## [Task]
Take the line that has "barrier shown in the photo above." in it and every line after it to the end of the entries, and reproduce them exactly.

(Entries from a pointing dataset)

________________

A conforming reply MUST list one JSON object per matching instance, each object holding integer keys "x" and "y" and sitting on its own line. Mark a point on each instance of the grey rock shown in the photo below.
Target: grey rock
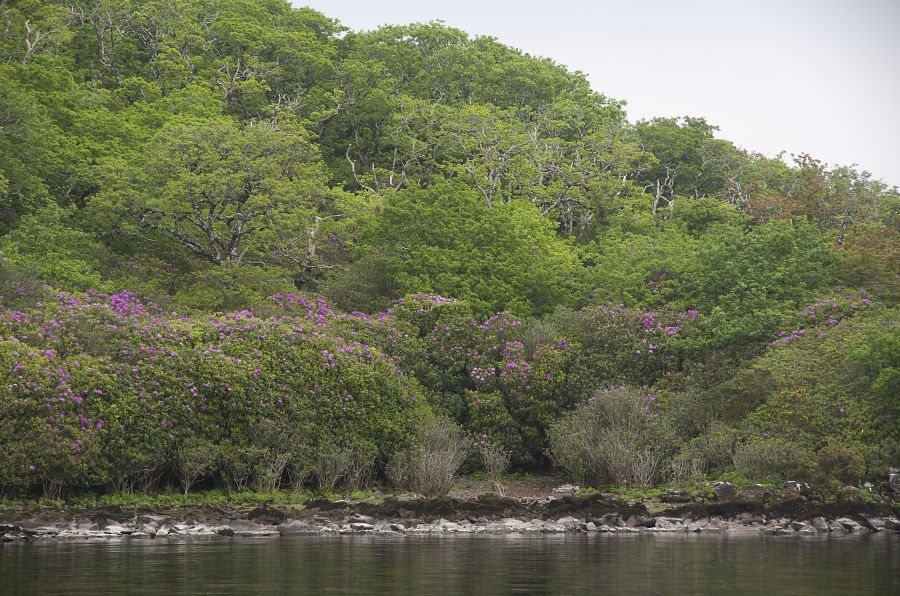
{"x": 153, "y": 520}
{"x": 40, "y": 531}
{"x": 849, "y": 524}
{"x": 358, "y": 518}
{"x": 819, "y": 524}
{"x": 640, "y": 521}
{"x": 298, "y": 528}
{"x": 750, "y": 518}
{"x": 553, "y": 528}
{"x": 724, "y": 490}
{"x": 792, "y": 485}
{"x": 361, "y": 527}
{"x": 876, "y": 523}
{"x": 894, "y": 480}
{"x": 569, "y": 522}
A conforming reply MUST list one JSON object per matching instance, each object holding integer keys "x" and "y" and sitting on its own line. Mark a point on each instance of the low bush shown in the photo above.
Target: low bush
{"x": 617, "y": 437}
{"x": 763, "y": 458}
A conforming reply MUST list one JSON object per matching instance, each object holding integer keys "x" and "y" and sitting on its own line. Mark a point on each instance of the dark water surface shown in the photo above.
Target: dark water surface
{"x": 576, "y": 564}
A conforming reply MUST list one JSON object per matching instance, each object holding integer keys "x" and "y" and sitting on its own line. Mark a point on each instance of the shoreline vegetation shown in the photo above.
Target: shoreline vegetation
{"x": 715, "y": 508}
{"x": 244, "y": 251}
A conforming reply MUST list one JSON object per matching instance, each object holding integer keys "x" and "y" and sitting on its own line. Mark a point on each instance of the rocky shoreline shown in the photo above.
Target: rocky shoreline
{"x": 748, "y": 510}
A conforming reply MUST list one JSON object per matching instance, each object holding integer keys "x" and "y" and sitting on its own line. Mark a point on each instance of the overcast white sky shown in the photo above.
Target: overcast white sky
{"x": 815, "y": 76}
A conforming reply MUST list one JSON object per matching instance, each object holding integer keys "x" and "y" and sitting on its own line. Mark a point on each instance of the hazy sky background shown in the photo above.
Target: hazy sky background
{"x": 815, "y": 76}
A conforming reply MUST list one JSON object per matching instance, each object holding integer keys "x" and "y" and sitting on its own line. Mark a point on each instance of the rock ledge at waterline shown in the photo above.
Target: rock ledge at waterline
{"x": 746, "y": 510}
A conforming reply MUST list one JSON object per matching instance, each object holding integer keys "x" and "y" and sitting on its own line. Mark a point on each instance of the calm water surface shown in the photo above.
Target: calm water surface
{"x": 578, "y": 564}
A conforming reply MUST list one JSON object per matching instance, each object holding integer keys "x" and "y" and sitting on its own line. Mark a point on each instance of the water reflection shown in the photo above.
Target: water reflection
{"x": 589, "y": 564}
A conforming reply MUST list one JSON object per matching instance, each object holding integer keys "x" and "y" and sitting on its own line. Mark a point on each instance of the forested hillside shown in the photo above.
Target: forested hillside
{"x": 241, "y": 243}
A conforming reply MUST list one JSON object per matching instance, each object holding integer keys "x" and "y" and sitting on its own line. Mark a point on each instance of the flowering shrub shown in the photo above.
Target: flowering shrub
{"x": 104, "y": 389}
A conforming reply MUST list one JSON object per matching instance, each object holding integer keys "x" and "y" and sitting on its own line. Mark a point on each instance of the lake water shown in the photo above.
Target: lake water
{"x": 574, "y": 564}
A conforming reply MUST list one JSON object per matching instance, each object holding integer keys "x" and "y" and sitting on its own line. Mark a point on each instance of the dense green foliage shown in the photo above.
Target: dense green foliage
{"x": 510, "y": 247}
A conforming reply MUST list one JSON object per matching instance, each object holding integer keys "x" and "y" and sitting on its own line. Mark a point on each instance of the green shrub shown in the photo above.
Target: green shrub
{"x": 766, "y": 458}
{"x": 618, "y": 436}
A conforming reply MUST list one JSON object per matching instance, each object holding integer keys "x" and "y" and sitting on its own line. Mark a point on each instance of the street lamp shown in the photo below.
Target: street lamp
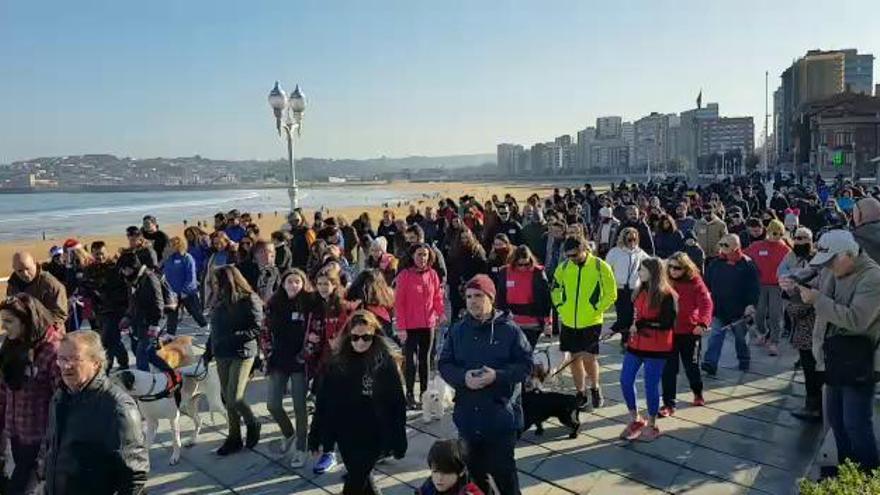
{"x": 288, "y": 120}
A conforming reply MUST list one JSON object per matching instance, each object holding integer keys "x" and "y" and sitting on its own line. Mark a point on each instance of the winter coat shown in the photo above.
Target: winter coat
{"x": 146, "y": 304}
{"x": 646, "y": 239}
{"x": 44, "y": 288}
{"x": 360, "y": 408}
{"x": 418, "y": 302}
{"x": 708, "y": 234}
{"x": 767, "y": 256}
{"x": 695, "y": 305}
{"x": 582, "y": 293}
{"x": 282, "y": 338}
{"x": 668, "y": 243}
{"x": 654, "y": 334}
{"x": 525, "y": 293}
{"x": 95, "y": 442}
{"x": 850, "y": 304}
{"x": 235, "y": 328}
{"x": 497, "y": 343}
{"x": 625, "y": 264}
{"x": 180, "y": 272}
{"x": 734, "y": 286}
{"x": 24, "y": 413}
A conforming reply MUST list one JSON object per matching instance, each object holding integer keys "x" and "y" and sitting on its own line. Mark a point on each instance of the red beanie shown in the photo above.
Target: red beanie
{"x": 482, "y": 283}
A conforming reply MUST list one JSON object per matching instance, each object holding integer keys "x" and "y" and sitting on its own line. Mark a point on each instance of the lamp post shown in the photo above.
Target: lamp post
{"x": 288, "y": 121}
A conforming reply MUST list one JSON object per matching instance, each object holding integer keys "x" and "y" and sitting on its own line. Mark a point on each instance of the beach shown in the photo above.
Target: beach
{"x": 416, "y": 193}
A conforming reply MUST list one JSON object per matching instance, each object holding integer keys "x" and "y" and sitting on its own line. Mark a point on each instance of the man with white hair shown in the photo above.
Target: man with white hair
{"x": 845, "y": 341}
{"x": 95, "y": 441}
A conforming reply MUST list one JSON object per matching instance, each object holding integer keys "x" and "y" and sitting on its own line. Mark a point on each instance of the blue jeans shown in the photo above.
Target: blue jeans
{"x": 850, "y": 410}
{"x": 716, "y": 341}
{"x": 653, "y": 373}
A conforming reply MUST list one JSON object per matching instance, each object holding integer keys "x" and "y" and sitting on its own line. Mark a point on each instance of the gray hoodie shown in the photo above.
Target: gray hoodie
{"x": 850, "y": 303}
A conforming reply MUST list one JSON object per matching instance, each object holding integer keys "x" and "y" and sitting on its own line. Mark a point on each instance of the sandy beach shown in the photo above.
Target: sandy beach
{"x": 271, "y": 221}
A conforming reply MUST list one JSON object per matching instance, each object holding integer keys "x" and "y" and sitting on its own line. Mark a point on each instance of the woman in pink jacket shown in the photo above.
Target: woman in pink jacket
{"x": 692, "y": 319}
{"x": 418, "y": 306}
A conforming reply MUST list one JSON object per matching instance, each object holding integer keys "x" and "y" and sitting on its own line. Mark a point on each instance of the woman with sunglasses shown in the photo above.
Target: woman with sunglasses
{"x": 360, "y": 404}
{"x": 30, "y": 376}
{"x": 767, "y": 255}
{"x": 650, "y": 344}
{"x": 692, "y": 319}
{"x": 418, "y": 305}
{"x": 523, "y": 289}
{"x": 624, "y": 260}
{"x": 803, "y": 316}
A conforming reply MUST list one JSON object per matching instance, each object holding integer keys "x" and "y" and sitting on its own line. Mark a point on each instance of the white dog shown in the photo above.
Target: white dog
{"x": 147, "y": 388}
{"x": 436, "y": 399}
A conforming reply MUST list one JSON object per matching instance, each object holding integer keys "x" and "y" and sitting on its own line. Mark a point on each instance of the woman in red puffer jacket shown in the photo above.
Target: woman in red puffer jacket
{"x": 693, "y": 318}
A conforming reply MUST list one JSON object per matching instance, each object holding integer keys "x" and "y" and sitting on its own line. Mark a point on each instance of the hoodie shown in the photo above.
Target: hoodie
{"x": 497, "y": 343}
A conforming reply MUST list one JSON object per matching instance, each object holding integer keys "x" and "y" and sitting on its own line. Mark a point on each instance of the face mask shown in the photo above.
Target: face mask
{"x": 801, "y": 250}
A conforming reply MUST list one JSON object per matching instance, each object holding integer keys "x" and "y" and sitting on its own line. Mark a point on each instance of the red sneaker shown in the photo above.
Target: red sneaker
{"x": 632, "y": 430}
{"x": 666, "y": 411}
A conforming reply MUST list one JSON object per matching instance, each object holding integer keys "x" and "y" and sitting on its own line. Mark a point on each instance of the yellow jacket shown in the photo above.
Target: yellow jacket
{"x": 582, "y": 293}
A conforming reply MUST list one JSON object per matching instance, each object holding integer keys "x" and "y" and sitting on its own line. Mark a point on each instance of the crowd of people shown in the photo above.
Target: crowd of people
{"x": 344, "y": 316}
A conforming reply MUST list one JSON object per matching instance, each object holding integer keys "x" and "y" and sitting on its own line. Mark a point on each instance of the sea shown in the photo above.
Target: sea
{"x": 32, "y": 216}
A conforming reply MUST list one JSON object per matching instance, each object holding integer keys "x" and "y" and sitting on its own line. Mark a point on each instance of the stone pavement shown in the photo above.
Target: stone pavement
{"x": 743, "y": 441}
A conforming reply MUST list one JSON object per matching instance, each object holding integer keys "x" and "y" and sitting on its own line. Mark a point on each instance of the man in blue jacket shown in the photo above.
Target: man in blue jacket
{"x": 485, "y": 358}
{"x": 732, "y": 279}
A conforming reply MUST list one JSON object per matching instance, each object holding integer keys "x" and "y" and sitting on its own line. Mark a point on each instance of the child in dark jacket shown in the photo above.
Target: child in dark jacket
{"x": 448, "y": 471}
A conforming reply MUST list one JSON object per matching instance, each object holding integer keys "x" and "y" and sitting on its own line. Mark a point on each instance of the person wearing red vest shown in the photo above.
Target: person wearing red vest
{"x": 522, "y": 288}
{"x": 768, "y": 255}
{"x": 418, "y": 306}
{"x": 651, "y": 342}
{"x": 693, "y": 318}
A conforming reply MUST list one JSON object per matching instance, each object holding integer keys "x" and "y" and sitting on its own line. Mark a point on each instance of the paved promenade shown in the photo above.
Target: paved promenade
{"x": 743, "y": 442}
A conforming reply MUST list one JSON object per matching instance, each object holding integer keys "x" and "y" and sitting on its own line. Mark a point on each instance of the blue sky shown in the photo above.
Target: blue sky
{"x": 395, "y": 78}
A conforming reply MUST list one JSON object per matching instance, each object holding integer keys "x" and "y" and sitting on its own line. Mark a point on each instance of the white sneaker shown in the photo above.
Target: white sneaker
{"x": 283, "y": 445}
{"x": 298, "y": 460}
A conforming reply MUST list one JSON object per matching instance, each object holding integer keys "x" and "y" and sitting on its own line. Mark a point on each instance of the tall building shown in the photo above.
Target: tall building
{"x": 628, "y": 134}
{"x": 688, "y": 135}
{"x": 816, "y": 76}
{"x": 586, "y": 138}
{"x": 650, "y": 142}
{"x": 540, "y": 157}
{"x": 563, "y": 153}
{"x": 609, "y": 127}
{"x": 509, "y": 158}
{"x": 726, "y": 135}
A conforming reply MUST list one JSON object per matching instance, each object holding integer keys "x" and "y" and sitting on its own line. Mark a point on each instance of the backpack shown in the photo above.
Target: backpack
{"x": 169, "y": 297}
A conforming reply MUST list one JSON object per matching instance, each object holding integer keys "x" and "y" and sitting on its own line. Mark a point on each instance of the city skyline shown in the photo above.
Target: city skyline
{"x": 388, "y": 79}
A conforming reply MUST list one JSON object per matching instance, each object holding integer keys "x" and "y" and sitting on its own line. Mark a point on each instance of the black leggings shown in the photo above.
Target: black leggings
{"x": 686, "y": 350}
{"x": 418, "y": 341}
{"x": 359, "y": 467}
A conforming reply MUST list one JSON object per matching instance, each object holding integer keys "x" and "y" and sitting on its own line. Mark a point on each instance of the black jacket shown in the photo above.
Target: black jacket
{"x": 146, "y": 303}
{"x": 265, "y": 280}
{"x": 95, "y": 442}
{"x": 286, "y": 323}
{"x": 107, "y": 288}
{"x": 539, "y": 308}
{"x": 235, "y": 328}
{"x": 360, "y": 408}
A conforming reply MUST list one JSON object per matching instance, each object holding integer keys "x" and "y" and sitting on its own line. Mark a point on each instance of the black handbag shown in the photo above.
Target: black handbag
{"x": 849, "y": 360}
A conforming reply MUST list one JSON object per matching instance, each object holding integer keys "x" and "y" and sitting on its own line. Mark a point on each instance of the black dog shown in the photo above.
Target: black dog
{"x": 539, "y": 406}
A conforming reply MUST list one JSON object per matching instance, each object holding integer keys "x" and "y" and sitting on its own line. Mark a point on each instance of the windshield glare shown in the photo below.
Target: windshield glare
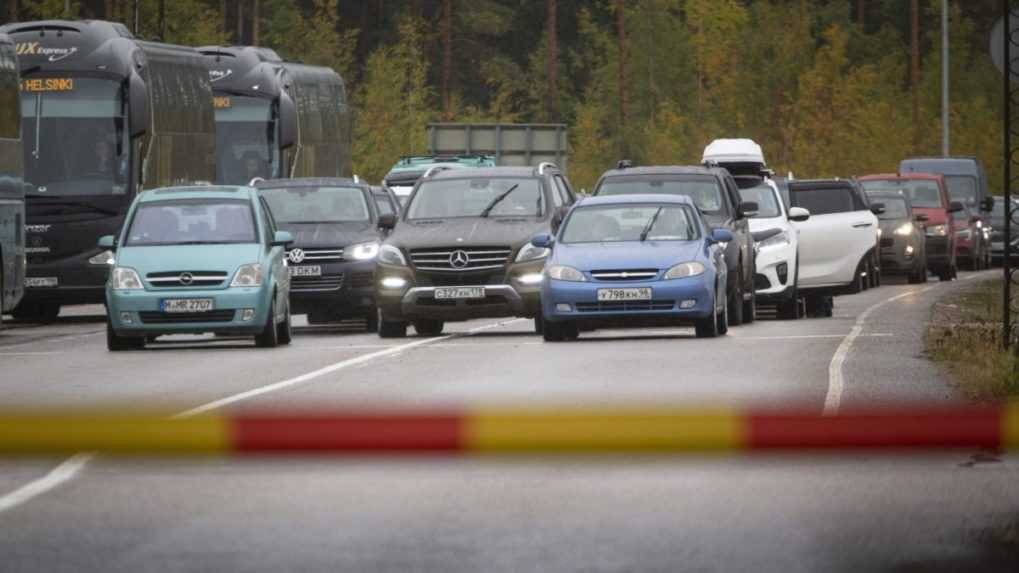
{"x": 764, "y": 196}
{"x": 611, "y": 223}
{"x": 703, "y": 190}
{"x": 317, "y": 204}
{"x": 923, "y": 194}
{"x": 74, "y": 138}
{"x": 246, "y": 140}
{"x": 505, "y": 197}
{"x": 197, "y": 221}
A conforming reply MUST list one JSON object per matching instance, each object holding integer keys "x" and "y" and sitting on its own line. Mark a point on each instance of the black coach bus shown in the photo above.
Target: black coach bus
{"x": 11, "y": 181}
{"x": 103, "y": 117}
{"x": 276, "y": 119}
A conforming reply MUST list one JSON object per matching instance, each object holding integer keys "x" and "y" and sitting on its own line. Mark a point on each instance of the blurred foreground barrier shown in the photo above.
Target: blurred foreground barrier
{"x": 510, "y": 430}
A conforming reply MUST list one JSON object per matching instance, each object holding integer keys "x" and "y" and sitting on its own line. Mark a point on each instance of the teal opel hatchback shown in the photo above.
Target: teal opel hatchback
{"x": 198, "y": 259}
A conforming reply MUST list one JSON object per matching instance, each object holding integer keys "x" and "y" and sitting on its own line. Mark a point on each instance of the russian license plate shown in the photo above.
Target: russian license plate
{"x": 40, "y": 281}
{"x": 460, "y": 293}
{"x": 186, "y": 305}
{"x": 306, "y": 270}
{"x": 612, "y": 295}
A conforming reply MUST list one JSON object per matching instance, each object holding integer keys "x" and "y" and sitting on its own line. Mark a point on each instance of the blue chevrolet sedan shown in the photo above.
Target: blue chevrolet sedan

________________

## [Final result]
A conforming reply MUST list one JSON object per matching instance, each object holding integer keys "x" and "y" and sitting on its own line. Mark a point on each instance of the blurred foreground barrier shown in the photo above.
Target: blurred foreground barrier
{"x": 510, "y": 430}
A conforming reply MUST list one JSON object per matching instance, each object holding integer keys "x" and "y" and sitting on its own line. Mark a point on each instance of the teal opel hatchback shown in the photo above.
Target: teal opel hatchback
{"x": 198, "y": 259}
A conforming reply MUST list one JSON object per matching instance, each object holding integer keys "x" and "y" and sitting on its own line. Mark a point on each instance of the russian license plate shown in the photo above.
Target: russian license plate
{"x": 40, "y": 281}
{"x": 460, "y": 293}
{"x": 186, "y": 305}
{"x": 306, "y": 270}
{"x": 612, "y": 295}
A conforming reply MUST list one JSON object per matching instance, each object holding integer keys "x" and "y" and sitting on its own line. Mark a point on each instance of the blue chevrolet sedan shown in the photo above.
Target: blue chevrolet sedan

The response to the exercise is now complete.